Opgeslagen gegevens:
----

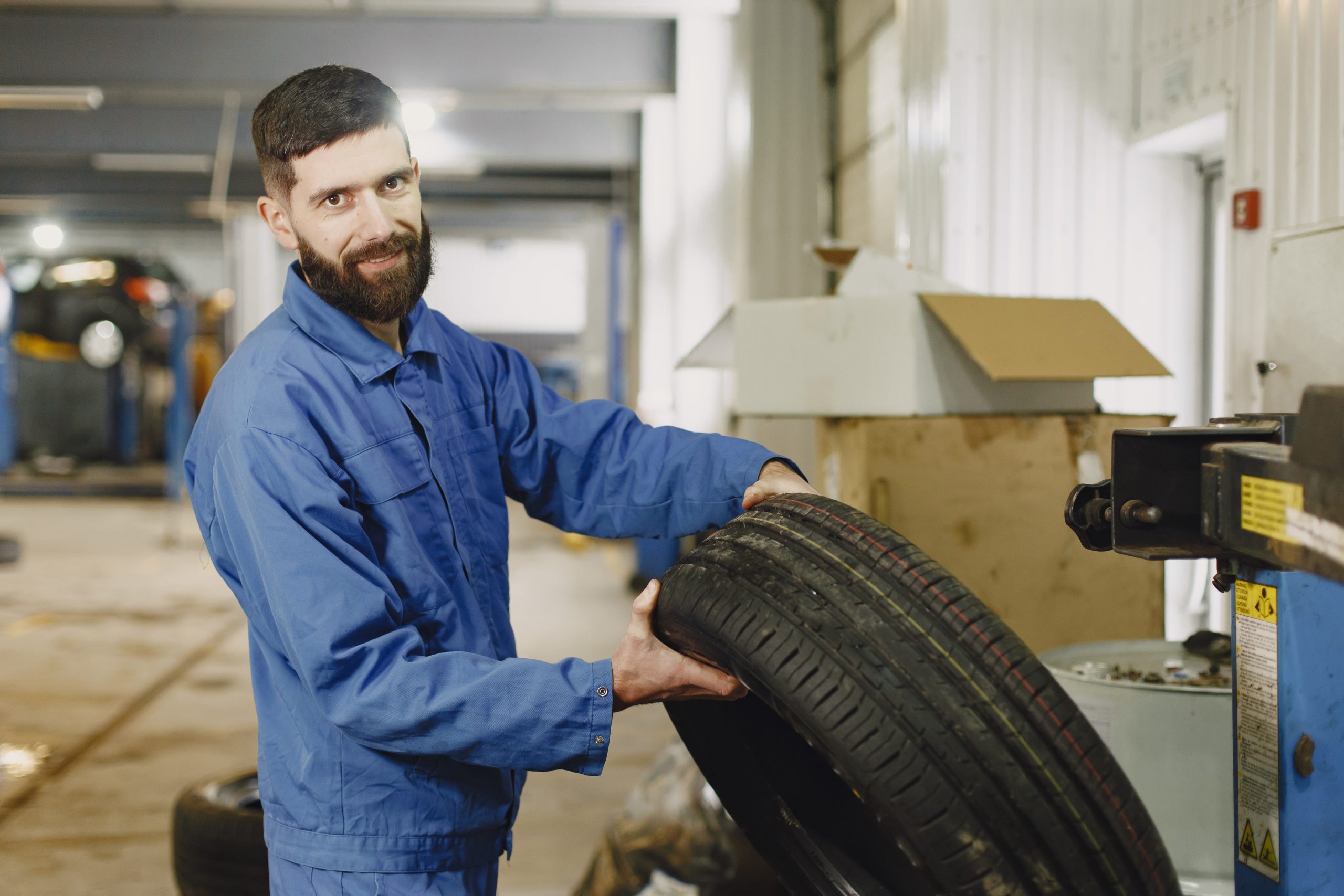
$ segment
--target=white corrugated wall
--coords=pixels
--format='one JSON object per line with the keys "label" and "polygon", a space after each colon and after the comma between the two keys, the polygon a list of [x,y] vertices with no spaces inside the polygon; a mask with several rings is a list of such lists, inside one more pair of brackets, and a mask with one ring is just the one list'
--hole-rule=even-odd
{"label": "white corrugated wall", "polygon": [[[898,0],[890,243],[970,289],[1098,298],[1175,373],[1099,382],[1102,404],[1192,423],[1204,411],[1200,163],[1222,159],[1224,193],[1261,191],[1262,224],[1218,239],[1211,398],[1259,410],[1271,235],[1344,216],[1341,1]],[[1212,144],[1192,148],[1191,128]],[[855,172],[878,167],[878,146],[870,129]],[[859,188],[876,199],[878,183],[845,163],[840,235],[890,244],[870,224],[884,210],[855,214]]]}
{"label": "white corrugated wall", "polygon": [[1227,189],[1261,191],[1261,227],[1232,231],[1226,261],[1224,400],[1254,410],[1270,239],[1344,216],[1340,0],[1141,0],[1137,35],[1140,134],[1226,109]]}
{"label": "white corrugated wall", "polygon": [[902,9],[911,261],[973,290],[1102,301],[1177,375],[1098,383],[1102,404],[1195,422],[1203,181],[1130,149],[1133,3]]}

----

Typ alle bovenstaande vermeldingen regel voor regel ongewijzigd over. Laat de afbeeldingen daarbij weg.

* **ANTWOORD**
$ segment
--target=white corrugated wall
--coords=pixels
--format='one JSON object per line with the keys "label" and "polygon", a space after each colon and after the comma between the two keys, the polygon a list of [x,y] vertices with no spaces inside the polygon; a mask with several rings is a list of such lists, inside one more pair of brackets, and a mask with one ring is just the one list'
--hole-rule=even-odd
{"label": "white corrugated wall", "polygon": [[[898,0],[890,243],[970,289],[1098,298],[1175,373],[1099,382],[1102,404],[1192,423],[1204,411],[1200,163],[1222,159],[1224,193],[1261,191],[1262,224],[1218,239],[1211,398],[1259,410],[1271,235],[1344,216],[1341,1]],[[1212,144],[1192,148],[1191,128]],[[855,172],[878,167],[878,146],[870,129]],[[859,188],[876,199],[878,183],[845,163],[840,235],[890,244],[870,224],[884,210],[855,214]]]}
{"label": "white corrugated wall", "polygon": [[1227,189],[1261,191],[1261,227],[1232,231],[1226,261],[1224,400],[1254,410],[1270,239],[1344,216],[1340,0],[1141,0],[1137,35],[1140,134],[1226,109]]}
{"label": "white corrugated wall", "polygon": [[902,9],[911,261],[973,290],[1102,301],[1177,375],[1098,383],[1102,404],[1195,422],[1203,181],[1130,149],[1133,3]]}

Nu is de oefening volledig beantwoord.